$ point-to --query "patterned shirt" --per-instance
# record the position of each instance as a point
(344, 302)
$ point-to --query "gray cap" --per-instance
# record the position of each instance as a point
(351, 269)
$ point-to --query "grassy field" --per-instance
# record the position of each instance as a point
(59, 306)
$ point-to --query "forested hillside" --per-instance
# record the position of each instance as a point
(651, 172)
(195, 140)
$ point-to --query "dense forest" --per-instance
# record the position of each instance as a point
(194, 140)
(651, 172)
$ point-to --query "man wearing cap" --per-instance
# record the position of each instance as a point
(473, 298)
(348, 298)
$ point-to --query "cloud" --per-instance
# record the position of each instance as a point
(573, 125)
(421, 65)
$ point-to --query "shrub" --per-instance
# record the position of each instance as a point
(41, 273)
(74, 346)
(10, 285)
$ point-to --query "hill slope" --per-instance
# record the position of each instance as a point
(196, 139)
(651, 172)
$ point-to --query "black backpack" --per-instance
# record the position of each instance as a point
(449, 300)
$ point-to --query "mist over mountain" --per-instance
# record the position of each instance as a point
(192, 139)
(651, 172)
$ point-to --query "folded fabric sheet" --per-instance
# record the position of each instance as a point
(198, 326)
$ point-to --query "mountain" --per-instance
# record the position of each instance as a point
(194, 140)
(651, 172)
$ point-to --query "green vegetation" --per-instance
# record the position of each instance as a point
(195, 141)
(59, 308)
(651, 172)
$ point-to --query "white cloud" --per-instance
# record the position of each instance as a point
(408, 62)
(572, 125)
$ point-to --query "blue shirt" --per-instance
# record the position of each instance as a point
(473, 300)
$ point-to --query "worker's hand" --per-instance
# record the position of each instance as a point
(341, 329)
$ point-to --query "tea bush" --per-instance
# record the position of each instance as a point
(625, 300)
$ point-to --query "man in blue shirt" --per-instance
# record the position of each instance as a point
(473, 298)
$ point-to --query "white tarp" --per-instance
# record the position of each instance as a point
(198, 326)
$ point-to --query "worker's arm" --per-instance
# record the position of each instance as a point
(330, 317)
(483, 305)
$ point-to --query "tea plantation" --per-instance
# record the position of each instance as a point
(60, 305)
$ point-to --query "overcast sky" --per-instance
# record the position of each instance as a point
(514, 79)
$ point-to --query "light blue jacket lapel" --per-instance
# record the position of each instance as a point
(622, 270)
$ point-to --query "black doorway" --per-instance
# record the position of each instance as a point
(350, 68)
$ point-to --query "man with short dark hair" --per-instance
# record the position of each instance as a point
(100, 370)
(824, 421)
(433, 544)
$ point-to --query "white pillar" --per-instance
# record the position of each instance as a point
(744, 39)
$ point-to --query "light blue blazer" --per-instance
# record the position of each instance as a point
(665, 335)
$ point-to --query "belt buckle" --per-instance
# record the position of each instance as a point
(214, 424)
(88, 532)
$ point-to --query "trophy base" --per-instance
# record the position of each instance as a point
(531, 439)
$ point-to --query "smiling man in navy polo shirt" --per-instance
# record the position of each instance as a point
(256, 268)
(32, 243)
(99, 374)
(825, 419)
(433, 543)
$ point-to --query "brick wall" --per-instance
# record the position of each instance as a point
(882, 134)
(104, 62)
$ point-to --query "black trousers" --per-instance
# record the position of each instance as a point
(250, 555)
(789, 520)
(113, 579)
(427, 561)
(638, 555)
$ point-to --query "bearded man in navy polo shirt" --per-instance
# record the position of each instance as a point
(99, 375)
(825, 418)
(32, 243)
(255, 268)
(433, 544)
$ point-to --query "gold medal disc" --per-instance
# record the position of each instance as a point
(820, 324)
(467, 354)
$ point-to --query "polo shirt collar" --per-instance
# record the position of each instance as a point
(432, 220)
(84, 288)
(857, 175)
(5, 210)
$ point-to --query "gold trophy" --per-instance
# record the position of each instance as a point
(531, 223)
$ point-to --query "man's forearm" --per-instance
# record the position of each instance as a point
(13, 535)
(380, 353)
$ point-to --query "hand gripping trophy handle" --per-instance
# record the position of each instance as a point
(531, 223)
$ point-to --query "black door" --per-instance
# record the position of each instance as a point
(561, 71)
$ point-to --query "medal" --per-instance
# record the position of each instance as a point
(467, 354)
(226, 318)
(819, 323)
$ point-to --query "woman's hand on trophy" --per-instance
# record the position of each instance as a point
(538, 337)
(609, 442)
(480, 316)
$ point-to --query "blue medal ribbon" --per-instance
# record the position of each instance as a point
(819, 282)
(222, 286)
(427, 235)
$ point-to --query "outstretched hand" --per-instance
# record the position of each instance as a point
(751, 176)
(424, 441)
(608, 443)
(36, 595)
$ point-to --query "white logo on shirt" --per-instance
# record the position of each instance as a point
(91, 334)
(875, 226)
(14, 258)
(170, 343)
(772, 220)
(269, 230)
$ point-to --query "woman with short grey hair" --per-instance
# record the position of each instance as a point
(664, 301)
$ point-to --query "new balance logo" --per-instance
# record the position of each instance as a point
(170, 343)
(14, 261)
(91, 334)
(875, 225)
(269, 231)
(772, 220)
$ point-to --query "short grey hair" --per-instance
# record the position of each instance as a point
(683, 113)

★ ★ ★ ★ ★ ★ ★

▶ **Brief**
Restate all the material above, keeping each word as it is.

▶ **Answer below**
$ point-to --query "patterned shirt" --per-instance
# record the position of each instance as a point
(344, 302)
$ point-to --query "gray cap" --per-instance
# record the position of each instance as a point
(351, 269)
$ point-to --query "grassy field" --per-instance
# record the position of each instance as a point
(59, 306)
$ point-to --query "forested hillside" --per-instance
# record the position of each instance as a point
(651, 172)
(195, 140)
$ point-to --query "dense forest" --per-instance
# record the position of each instance as a point
(194, 140)
(651, 172)
$ point-to --query "man wearing cap" --per-instance
# record the position of each instance as a point
(473, 298)
(348, 298)
$ point-to --query "cloud" --per-instance
# record the position of each instance as a point
(573, 125)
(421, 65)
$ point-to --query "shrub" --per-instance
# record the position of each instance as a point
(41, 273)
(74, 346)
(10, 285)
$ point-to --query "hill slope" --per-instance
# record the position of each instance as a point
(196, 139)
(651, 172)
$ point-to --query "black backpack" --per-instance
# record the position of each instance as a point
(449, 300)
$ point-to --query "mist over mountain" --per-instance
# record the position of each instance as a point
(192, 139)
(651, 172)
$ point-to --query "folded fabric sheet" --per-instance
# record the position of each instance as a point
(198, 326)
$ point-to --query "mountain" --per-instance
# record the position of each instance as a point
(194, 140)
(651, 172)
$ point-to --query "green vegetation" --per-instance
# record the position of each instance as a point
(195, 141)
(59, 308)
(651, 172)
$ point-to --query "white cloud" --per-instance
# record the position of each instance as a point
(408, 62)
(572, 125)
$ point-to --query "blue shirt" --per-instance
# record the position of each instance as a point
(473, 300)
$ point-to --query "worker's hand" --per-instance
# record the position of each instance as a point
(341, 329)
$ point-to --query "tea bush" --per-instance
# record the position of each instance as a point
(625, 300)
$ point-to --query "man in blue shirt" --per-instance
# record the position of each instance as a point
(473, 298)
$ point-to --query "white tarp" --per-instance
# record the position of each instance as a point
(198, 326)
$ point-to --query "worker's arm" --per-instance
# record the position of each instance as a point
(330, 317)
(483, 305)
$ point-to --query "tea plantation" --per-instance
# record the position of each instance as a point
(60, 305)
$ point-to --query "overcast sky" --per-instance
# record the position of each instance as a point
(514, 79)
$ point-to --query "light blue jacket lapel" --per-instance
# record the position of each instance as a point
(622, 270)
$ point-to --query "black doorway" --per-instance
# record the position of each instance as a point
(350, 68)
$ point-to --query "man with short dark hair" --per-instance
# record the position of each instance as a point
(100, 370)
(824, 421)
(433, 544)
$ point-to --query "white pillar" --per-instance
# record the position of each instance as a point
(744, 39)
$ point-to --query "light blue blazer" --per-instance
# record the position of each instance as a point
(665, 335)
$ point-to --query "belt buckle" --per-instance
# record the position of each instance as a point
(214, 424)
(88, 532)
$ point-to --query "trophy base" --per-instance
# record the position of each instance as a point
(531, 439)
$ point-to --query "smiling man in navy polo shirt" --per-instance
# record the position of each instance as a point
(256, 268)
(32, 243)
(99, 374)
(825, 419)
(433, 543)
$ point-to --query "brick wall" --per-instance
# record the position of each instance as a point
(882, 134)
(104, 62)
$ point-to --query "black trousers" --per-instance
# record the position of each instance as a point
(250, 555)
(789, 520)
(113, 579)
(427, 561)
(638, 555)
$ point-to --query "bearded man in navy polo shirt" --per-instance
# record the position of each instance as a point
(99, 375)
(825, 418)
(32, 243)
(255, 268)
(433, 544)
$ point-to --query "gold medal disc" --per-instance
# record the position of each instance as a point
(820, 324)
(467, 354)
$ point-to --query "polo shirt collar" --per-instance
# record the position of each instance as a point
(432, 220)
(84, 288)
(857, 175)
(5, 210)
$ point-to --query "gold trophy" --per-instance
# record the position of each instance as a point
(531, 223)
$ point-to --query "man's forearm" --per-instance
# record the position of each instance as a point
(13, 535)
(380, 353)
$ point-to --query "hand gripping trophy handle" --per-instance
# record the position of each instance as a point
(531, 223)
$ point-to --query "black door" --per-instance
# record the position of each instance as a point
(561, 71)
$ point-to --query "medal" --per-instance
# record the position of each instance as a point
(467, 354)
(226, 318)
(819, 323)
$ point-to --query "woman's hand on trophy" --per-instance
# record the position of each instance as a point
(538, 337)
(609, 442)
(480, 316)
$ point-to --query "blue medal ribbon" --per-instance
# record the position of each instance as a point
(819, 282)
(222, 286)
(427, 235)
$ point-to --query "outstretched hand" --per-instance
# record the position of each instance as a point
(751, 176)
(424, 441)
(608, 443)
(36, 595)
$ point-to --query "white logo on shirt" --per-instance
# record the position of each instance as a point
(91, 334)
(875, 226)
(14, 258)
(170, 343)
(772, 220)
(269, 230)
$ point-to --query "woman with short grey hair" --per-instance
# record the position of each instance as a point
(664, 301)
$ point-to --query "new balance logo" --per-instance
# record the position of each instance as a point
(170, 343)
(14, 261)
(91, 334)
(875, 225)
(269, 231)
(772, 220)
$ point-to --query "short grey hair" --per-instance
# record the position of each instance as a point
(683, 113)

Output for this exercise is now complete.